(Region annotation lines)
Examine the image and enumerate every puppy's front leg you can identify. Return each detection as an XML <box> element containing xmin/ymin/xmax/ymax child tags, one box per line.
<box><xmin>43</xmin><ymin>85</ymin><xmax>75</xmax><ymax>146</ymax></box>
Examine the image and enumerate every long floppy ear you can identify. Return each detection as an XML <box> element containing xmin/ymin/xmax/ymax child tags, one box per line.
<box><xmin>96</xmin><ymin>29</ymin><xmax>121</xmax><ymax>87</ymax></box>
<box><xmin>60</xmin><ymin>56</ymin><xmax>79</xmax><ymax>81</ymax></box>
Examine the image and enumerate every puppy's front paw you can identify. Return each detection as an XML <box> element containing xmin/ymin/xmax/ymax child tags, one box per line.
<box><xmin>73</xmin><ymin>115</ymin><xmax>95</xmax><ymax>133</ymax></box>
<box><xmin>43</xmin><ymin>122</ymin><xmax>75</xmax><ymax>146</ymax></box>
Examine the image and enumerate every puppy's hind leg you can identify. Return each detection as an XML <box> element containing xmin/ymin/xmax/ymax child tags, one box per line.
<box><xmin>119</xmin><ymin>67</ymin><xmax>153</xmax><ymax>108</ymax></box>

**Directive**
Count the lines above that contain the string "front", and reply with the number alone.

**Response to the task**
2